(Einträge für die Beschriftung mit Begrenzungsrahmen)
───
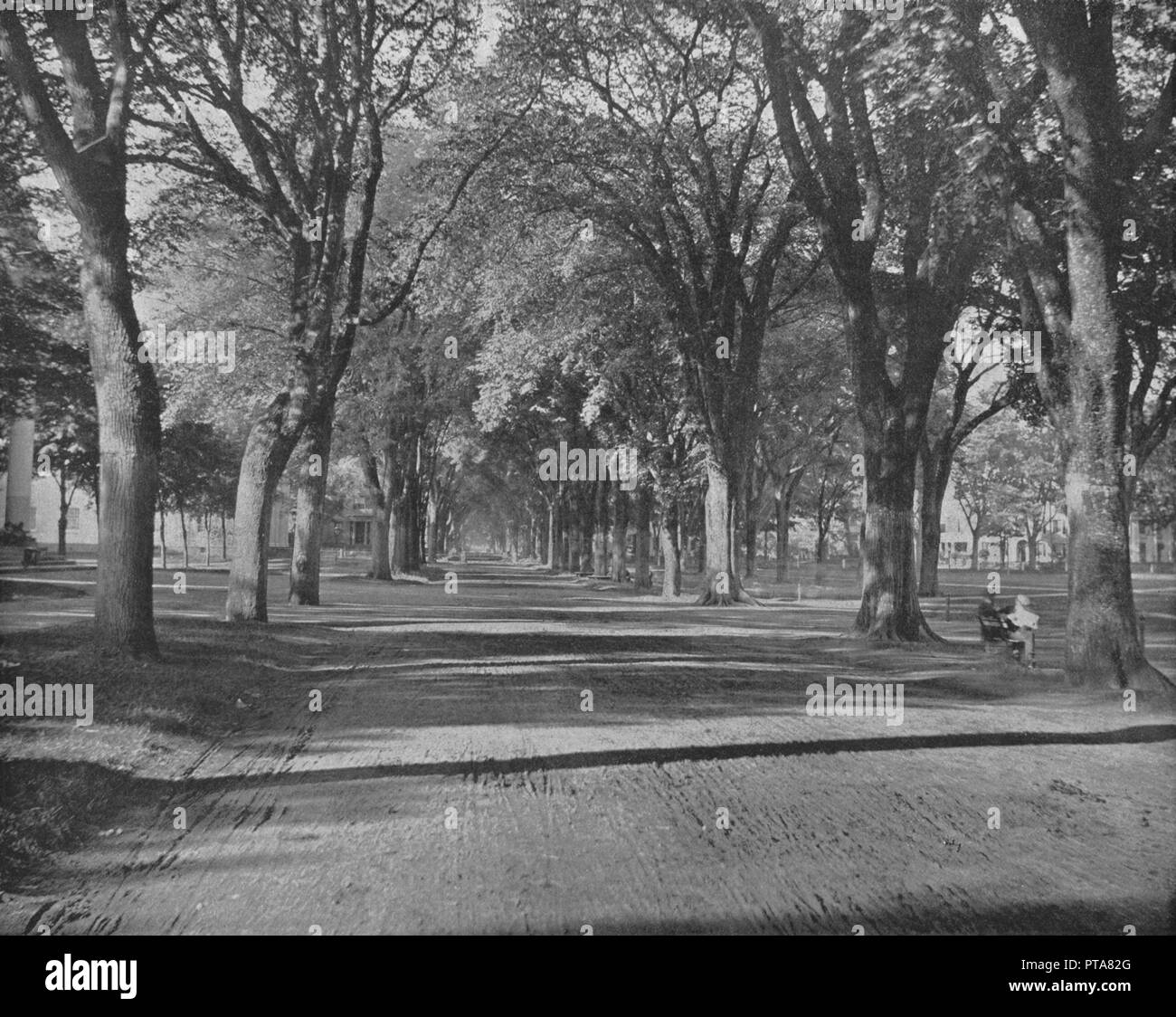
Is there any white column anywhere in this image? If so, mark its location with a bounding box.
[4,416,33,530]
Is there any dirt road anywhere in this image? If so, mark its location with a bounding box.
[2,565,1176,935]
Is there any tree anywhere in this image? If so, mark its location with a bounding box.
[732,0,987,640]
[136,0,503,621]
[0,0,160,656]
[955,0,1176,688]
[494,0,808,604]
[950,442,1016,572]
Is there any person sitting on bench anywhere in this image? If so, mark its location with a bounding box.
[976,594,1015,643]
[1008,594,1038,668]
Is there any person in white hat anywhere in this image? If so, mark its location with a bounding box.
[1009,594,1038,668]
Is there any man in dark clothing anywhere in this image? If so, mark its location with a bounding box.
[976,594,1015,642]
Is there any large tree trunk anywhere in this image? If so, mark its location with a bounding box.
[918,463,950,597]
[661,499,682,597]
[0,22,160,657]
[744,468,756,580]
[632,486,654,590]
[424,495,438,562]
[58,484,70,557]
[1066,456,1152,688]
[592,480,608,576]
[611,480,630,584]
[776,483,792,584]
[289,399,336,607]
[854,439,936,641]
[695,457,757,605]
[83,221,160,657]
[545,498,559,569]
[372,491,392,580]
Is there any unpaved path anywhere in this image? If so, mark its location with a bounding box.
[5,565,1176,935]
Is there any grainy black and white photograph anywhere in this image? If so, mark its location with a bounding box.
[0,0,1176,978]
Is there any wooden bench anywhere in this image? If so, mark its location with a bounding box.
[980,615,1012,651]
───
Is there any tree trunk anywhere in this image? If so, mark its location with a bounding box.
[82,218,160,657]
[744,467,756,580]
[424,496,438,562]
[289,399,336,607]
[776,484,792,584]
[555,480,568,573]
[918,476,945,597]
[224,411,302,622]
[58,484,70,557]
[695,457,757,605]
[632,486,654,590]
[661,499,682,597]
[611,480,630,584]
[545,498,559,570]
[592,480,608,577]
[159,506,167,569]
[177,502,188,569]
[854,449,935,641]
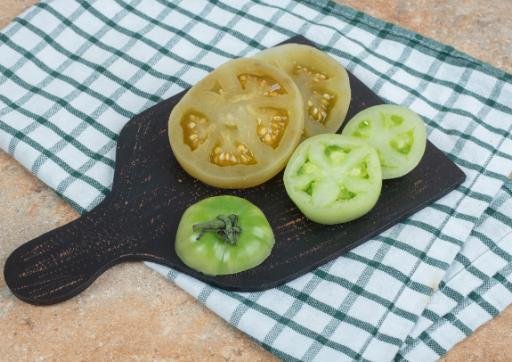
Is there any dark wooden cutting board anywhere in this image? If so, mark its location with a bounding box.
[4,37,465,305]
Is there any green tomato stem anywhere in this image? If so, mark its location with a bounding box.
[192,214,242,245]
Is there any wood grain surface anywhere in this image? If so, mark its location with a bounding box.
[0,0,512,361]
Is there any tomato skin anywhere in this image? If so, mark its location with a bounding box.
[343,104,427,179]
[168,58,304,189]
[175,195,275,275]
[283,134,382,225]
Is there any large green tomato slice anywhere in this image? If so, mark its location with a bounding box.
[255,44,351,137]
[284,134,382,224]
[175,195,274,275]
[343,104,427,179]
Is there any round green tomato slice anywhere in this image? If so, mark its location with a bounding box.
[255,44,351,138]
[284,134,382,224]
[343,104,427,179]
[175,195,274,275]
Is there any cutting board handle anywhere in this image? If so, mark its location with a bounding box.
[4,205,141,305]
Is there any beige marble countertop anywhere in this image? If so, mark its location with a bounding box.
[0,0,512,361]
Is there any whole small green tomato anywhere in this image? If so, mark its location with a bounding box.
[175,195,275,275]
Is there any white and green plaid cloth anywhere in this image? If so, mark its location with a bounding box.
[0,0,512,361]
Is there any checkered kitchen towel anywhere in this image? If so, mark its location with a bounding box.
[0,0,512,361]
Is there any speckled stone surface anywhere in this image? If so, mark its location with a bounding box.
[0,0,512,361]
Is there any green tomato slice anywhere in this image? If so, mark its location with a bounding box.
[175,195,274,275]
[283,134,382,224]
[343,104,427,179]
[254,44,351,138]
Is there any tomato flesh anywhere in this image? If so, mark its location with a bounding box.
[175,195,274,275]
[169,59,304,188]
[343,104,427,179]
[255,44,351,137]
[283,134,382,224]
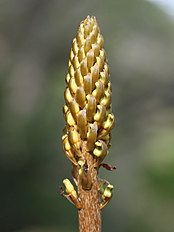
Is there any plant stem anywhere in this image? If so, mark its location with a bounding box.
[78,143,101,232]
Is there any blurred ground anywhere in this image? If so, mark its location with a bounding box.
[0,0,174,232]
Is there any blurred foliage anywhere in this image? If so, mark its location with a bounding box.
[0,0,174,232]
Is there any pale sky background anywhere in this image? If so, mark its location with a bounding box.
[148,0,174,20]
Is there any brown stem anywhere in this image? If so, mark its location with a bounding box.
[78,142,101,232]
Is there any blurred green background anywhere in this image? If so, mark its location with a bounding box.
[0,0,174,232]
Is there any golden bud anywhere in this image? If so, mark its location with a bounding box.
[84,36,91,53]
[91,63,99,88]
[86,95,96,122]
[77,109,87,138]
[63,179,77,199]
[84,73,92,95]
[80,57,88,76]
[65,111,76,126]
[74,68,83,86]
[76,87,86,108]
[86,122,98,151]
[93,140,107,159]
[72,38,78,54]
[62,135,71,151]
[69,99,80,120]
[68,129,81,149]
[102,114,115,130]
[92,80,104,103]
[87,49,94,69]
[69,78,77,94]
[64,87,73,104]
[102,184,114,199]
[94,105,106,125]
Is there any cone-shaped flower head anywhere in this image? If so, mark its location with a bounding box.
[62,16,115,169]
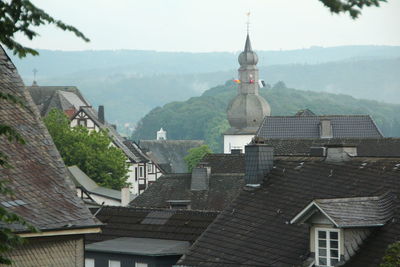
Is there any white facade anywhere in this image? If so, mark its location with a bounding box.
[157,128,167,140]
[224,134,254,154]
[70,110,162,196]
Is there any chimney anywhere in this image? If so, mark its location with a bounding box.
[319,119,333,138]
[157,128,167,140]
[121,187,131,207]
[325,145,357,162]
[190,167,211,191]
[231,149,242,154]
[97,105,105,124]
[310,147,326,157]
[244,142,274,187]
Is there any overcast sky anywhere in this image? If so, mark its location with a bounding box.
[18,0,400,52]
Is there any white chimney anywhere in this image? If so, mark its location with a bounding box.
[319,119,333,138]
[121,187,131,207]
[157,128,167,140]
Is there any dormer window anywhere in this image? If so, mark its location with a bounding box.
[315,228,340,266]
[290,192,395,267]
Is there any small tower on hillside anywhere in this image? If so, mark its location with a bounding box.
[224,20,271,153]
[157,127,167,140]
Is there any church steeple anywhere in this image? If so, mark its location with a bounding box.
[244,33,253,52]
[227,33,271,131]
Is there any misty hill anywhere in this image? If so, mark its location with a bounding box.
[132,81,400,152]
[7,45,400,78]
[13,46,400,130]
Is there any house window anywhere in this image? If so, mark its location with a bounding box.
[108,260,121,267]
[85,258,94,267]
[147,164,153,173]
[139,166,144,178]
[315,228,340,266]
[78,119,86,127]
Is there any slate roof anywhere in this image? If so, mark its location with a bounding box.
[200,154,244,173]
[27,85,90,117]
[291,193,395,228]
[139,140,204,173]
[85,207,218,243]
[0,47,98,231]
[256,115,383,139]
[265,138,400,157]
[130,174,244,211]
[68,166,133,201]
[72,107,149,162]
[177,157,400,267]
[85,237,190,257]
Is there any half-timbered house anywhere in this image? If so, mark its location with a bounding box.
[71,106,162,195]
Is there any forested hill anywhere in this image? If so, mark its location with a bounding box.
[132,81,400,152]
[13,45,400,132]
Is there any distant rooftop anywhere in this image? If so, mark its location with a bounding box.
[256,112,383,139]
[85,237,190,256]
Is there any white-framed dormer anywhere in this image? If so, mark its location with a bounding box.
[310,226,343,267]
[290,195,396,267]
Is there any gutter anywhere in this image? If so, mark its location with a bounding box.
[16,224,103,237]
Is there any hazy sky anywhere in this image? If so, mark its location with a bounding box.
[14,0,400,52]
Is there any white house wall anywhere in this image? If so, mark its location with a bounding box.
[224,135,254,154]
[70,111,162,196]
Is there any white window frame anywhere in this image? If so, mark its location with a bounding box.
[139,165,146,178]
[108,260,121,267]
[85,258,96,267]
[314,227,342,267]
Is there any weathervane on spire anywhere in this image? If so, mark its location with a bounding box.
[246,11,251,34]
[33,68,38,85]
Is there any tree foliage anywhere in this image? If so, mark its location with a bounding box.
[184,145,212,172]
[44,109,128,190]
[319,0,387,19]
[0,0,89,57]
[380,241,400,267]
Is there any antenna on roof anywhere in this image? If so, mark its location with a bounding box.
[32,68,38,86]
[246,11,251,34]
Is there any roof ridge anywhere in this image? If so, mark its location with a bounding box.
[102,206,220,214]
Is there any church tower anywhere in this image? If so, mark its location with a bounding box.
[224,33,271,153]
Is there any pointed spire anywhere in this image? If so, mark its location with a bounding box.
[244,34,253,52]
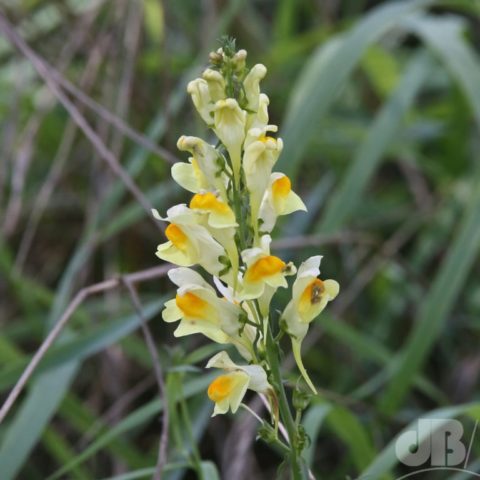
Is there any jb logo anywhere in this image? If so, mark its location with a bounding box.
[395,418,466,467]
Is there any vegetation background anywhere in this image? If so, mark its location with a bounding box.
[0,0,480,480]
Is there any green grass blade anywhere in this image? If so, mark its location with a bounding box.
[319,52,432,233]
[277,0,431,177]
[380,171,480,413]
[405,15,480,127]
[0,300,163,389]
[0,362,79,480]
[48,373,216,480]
───
**Deine Aufgabe:** Bearbeite bitte die Datensätze beginnend mit der Zeile, die „Is there any small“ enthält, und endend mit der Zeile, die „[13,46,400,130]“ enthält: Ersetze darin „church steeple“ durch „bell tower“ und gib nur diese Zeilen zurück, ansonsten unverändert.

**Ergebnis der Übung:**
Is there any small tower on hillside anywhere in this image? If so, mark its location with a bounding box.
[224,20,271,153]
[157,127,167,140]
Is there any bell tower anywhere in this image? If so, mark its location with a bounding box.
[244,33,253,52]
[227,33,271,131]
Is there any misty hill anywhere in this image? If so, mark its location with a bounding box.
[132,81,400,152]
[7,45,400,78]
[13,46,400,130]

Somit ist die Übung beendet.